▶ _PASSAGE SHOWN_
In their paper, researchers Alan Halim, Nasreen Al-Qadi, Elizabeth Kenyon, Kayla N. Conner, Sujan Kumar Mondal, Zdravka Medarova, and Anna Moore from Michigan State University’s Precision Health Program, College of Human Medicine, and College of Veterinary Medicine, and Transcode Therapeutics Inc. in Newton, Massachusetts, shared findings showing that inhibiting miR-10b impairs breast cancer cell stemness. Their research paper, entitled, “Inhibition of miR-10b treats metastatic breast cancer by targeting stem cell-like properties” was published in Volume 15 of Oncotarget on August 26, 2024.

THE STUDY

In this study, researchers investigated the effects of repeated MN-anti-miR10b treatments on local and distant metastases. They observed over 93% inhibition of miR-10b in cryosectioned samples and noted reduced miR-10b expression in lymph node and lung metastases after weekly dosing. RNA sequencing revealed upregulation of genes, including ATP6V0D2, EPHB2, KLF4, KLF7, NCOR2, TMEM268, and VDR, associated with developmental processes. Functional enrichment analysis highlighted biological processes such as cell differentiation and tissue development in these upregulated genes.

The researchers also explored the link between miR-10b expression and stem-like properties in cancer cells. Elevated miR-10b levels were found in stem-like breast cancer cells. MN-anti-miR10b reduced stemness-related traits in MDA-MB-231 and MCF-7 cells, as shown by reduced aldehyde dehydrogenase activity and smaller spheroids in tumorsphere assays. These results suggest that inhibiting miR-10b effectively targets stem-like properties in metastatic breast cancer, offering potential therapeutic benefits.

▶ _ASSIGNMENT_
From the article on miR-10b inhibition in breast cancer, reproduce word for word the stretch that opens with "In their paper, researchers" and closes with "August 26, 2024.".

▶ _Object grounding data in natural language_
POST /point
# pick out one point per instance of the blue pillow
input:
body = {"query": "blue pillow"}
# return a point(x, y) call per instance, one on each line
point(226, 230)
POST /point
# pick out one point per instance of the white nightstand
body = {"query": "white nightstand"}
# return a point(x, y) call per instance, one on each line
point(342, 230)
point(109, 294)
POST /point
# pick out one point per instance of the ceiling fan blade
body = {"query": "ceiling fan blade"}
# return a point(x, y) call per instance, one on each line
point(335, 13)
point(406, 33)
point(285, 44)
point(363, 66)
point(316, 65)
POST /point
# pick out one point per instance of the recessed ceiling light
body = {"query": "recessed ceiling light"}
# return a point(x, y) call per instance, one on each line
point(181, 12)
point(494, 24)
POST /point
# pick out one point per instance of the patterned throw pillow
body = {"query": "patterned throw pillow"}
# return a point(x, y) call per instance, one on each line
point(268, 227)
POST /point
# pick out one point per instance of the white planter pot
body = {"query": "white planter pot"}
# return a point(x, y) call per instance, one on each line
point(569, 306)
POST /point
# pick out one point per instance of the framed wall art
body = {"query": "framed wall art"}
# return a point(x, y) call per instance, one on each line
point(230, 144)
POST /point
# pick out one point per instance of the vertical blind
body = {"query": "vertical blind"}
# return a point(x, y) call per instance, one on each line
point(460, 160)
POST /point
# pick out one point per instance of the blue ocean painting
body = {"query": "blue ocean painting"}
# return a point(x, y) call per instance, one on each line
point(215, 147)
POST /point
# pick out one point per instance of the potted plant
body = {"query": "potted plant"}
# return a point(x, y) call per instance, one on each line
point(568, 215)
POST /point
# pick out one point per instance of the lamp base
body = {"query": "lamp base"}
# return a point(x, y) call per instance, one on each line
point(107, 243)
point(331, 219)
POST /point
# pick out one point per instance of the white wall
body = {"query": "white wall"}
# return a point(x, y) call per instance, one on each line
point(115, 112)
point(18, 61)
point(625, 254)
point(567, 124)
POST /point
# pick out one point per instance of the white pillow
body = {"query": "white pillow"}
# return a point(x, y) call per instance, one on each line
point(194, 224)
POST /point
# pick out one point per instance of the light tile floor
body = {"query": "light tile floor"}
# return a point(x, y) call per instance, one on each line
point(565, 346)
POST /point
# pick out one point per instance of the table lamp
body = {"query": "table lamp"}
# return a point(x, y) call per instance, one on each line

▶ _RESPONSE BELOW_
In their paper, researchers Alan Halim, Nasreen Al-Qadi, Elizabeth Kenyon, Kayla N. Conner, Sujan Kumar Mondal, Zdravka Medarova, and Anna Moore from Michigan State University’s Precision Health Program, College of Human Medicine, and College of Veterinary Medicine, and Transcode Therapeutics Inc. in Newton, Massachusetts, shared findings showing that inhibiting miR-10b impairs breast cancer cell stemness. Their research paper, entitled, “Inhibition of miR-10b treats metastatic breast cancer by targeting stem cell-like properties” was published in Volume 15 of Oncotarget on August 26, 2024.